- **DOCUMENT EXTRACT**
I was the head of engineering at a series B startup, about 25 engineers; we had a data platform that helped retailers connect with their suppliers. The company was started about 10 years prior, and the main product went through several iterations. The team was very senior and had a lot of experience in the domain, but before I joined, technology did not have a seat at the table. The business also pivoted, so the original architecture was not designed for our current use case. This made development slower and more brittle than it could have been and doing some common tasks involved making changes in at least six different places, which caused a lot of hard to find bugs. It was becoming clear to all of us in engineering that there were multiple things we could do to evolve our architecture. However, those were large changes that would take several person and months' worth of effort for the whole team.

Actions taken

First, I had to formulate a more coherent plan and sell it to the CEO and my product counterpart. The CEO was already aware of some of the issues, but it was up to me to create a plan. I wanted to present multiple options. We took several weeks and had multiple brainstorming sessions with our senior engineers / architects, and generated several options. Some of them were very expensive, amounting to a major rewrite (which I knew was a non-starter).

I pushed the team to minimize scope and come up with ways to reduce risk. Eventually, we came up with several proposals, one of which could take about two months only (vs six months from other proposals). It was not quite as impactful, but it was much easier to mitigate risk, and it did not preclude us from doing more in the future. We also did some prototyping for a few key pieces.

During the process, I kept the CEO appraised at a very high-level, without going into too much detail, since we were still iterating on a plan.

Once we had our proposal, including different options and estimates, I presented it to the CEO and Head of Product. We debated the different options, benefits, and costs. I stressed that at the end of the refactoring we would be able to deliver some features much faster and with higher quality. Additionally, as part of the refactoring, we would develop a new way of managing our customer deployments, giving us more flexibility, another win.

A key variable was that because our customers were online retailers, we did a production freeze from middle of November until the end of the year to minimize any potential impact of changes on customers. Since our team was under less pressure than usual, and not releasing software at our regular cadence anyway, this gave us the time we needed to work on the complex refactoring that would otherwise block new product development.

- **DATASET RECORDS**
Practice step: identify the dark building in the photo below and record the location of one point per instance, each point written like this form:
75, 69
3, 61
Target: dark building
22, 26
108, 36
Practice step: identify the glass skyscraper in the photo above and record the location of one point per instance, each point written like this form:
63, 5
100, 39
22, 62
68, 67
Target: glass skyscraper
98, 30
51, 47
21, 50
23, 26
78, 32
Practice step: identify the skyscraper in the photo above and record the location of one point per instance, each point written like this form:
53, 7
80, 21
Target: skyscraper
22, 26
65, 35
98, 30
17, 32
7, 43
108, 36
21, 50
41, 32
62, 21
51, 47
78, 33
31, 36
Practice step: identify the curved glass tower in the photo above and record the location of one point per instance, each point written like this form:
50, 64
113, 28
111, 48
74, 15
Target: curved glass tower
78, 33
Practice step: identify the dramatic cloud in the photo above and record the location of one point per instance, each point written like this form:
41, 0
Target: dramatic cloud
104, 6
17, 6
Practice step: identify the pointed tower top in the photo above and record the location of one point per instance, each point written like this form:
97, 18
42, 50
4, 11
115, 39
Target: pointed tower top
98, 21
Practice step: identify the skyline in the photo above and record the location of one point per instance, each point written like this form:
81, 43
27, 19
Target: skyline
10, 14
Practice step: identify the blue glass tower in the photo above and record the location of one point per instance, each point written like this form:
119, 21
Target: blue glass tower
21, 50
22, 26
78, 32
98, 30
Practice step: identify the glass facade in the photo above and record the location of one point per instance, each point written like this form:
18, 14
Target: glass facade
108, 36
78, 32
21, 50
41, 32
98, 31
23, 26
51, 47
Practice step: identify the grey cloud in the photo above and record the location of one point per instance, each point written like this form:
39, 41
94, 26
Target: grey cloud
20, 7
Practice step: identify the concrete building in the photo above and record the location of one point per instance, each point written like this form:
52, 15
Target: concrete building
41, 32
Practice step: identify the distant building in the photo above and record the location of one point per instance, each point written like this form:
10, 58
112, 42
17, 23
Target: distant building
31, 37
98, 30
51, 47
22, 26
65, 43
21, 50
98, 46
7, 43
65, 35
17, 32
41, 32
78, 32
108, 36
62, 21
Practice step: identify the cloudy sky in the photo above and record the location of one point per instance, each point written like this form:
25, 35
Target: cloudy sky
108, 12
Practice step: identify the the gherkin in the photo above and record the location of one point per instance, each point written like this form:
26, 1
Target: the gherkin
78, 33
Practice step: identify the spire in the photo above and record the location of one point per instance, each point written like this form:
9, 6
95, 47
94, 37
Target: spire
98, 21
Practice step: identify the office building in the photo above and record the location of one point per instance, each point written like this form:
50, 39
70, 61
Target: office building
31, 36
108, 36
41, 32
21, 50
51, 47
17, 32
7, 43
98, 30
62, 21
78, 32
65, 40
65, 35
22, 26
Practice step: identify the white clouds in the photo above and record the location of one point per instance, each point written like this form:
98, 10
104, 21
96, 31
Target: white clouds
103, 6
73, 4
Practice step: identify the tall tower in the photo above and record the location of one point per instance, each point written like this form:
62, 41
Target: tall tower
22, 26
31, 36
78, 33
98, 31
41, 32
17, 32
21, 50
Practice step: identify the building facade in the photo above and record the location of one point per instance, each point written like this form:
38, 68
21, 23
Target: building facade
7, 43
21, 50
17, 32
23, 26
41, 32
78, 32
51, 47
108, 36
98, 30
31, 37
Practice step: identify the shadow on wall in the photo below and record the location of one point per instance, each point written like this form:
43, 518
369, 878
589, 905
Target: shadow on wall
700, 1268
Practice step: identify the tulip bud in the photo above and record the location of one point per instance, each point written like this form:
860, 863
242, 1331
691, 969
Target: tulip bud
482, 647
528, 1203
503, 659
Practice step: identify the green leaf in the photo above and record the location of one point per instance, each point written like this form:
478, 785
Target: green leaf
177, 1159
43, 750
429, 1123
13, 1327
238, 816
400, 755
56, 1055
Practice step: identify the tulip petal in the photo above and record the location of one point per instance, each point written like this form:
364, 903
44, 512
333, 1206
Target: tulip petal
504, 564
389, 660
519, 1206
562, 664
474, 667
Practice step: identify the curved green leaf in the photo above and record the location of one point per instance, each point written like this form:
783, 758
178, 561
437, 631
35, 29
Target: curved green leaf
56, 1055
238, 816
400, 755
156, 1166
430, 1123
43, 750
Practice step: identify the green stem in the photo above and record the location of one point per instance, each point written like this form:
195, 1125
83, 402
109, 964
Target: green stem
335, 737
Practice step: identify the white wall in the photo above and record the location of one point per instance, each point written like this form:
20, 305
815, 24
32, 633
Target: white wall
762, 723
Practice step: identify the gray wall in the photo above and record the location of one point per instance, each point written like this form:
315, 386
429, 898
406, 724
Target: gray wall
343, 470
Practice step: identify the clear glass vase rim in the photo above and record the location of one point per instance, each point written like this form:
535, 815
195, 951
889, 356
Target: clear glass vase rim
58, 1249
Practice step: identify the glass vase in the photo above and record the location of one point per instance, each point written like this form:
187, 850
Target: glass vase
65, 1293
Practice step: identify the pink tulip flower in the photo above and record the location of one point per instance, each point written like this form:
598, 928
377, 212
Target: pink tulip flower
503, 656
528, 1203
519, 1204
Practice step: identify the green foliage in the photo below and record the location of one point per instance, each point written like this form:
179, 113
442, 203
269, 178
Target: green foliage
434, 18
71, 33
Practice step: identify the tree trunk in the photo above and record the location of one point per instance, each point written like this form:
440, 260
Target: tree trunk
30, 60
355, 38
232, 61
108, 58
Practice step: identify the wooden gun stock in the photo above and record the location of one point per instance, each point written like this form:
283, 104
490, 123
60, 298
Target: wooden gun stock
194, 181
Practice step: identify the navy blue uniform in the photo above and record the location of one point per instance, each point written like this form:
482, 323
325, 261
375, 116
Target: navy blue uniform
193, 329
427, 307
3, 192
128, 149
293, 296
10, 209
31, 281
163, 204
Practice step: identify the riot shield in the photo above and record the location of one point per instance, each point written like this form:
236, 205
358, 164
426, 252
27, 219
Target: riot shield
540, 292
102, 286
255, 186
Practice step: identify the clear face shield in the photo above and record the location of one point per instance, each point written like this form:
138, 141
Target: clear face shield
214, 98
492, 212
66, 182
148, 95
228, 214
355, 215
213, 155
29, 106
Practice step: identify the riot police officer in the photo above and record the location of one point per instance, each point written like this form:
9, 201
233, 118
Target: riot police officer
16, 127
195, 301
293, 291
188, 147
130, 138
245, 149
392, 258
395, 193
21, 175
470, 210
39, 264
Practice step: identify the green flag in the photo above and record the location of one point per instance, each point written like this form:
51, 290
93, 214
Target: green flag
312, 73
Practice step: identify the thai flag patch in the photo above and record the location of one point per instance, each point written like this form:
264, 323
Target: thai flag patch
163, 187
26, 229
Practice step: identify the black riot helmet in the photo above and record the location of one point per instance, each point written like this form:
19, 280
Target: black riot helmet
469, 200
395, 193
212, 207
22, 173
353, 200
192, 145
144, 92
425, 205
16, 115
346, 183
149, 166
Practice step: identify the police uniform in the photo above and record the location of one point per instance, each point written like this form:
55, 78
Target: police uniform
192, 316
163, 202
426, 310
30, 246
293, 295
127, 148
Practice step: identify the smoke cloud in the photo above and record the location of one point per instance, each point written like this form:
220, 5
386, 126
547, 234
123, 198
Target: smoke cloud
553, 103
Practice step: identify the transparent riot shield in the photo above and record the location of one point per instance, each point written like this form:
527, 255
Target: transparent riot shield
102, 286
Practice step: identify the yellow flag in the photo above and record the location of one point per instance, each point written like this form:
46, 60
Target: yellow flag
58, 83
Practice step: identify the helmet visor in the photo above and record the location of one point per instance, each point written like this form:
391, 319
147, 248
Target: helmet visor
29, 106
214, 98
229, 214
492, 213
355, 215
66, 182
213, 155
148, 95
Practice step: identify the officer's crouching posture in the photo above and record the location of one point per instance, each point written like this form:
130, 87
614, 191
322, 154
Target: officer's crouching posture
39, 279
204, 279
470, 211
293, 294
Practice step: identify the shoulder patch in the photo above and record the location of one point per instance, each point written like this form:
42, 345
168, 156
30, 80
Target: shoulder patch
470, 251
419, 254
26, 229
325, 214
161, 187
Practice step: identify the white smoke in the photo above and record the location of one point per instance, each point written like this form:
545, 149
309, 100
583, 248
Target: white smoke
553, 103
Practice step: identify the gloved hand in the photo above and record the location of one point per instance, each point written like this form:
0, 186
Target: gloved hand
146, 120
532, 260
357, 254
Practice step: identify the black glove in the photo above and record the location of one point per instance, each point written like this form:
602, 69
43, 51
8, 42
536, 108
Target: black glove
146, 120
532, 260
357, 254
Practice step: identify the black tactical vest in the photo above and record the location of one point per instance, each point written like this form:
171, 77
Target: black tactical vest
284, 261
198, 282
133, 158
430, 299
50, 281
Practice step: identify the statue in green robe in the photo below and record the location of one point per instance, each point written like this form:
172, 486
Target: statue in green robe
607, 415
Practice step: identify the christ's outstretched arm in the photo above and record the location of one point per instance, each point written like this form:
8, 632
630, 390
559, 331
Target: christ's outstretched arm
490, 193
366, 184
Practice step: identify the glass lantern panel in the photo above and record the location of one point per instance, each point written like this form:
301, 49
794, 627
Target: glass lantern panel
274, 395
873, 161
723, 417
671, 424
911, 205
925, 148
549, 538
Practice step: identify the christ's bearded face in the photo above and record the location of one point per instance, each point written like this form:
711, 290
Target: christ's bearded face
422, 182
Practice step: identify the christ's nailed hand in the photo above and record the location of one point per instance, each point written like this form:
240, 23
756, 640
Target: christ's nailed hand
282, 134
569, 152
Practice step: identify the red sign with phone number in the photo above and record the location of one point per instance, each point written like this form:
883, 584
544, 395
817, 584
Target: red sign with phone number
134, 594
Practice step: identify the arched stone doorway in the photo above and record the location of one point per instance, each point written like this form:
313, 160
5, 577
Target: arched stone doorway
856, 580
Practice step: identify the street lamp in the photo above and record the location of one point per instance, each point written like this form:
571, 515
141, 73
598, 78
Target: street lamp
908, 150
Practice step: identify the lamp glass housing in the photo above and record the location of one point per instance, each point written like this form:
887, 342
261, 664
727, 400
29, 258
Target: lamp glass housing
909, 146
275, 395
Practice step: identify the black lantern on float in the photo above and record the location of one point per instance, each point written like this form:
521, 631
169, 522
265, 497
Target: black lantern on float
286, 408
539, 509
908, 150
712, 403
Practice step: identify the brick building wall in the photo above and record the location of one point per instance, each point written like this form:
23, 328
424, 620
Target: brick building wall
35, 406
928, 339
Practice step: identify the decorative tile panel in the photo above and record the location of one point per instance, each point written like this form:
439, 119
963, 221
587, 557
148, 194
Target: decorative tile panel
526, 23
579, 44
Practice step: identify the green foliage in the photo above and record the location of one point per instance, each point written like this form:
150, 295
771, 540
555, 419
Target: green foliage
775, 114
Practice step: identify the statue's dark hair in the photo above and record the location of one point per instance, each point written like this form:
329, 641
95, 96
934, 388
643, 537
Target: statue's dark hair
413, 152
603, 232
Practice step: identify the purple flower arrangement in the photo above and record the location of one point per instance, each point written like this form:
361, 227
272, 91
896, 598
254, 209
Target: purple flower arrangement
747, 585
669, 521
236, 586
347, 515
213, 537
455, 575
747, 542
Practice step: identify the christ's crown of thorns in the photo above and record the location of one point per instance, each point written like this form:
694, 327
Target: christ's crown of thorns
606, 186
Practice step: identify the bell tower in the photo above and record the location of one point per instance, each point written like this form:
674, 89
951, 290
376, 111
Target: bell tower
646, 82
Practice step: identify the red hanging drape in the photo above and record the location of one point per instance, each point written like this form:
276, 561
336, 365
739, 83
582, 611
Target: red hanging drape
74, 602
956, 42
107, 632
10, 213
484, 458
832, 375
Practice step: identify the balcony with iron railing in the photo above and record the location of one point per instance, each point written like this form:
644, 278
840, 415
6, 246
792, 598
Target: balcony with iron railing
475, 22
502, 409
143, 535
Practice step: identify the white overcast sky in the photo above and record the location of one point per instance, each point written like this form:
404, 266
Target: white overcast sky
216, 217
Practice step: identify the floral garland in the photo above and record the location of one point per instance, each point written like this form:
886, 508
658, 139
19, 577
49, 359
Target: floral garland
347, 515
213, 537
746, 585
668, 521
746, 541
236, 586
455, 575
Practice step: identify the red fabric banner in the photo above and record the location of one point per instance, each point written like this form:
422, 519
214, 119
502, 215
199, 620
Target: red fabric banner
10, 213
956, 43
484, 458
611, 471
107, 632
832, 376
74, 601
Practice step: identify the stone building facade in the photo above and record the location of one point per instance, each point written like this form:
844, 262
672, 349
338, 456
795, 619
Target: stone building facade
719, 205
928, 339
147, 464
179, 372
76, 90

- **CHALLENGES**
[1] In the startup refactoring account, during what period of the year did the company freeze production?
[2] Translate this sentence from the startup refactoring account into Spanish: "We also did some prototyping for a few key pieces."

- **ANSWERS**
[1] From the middle of November until the end of the year.

[2] También hicimos algo de prototipado para algunas piezas clave.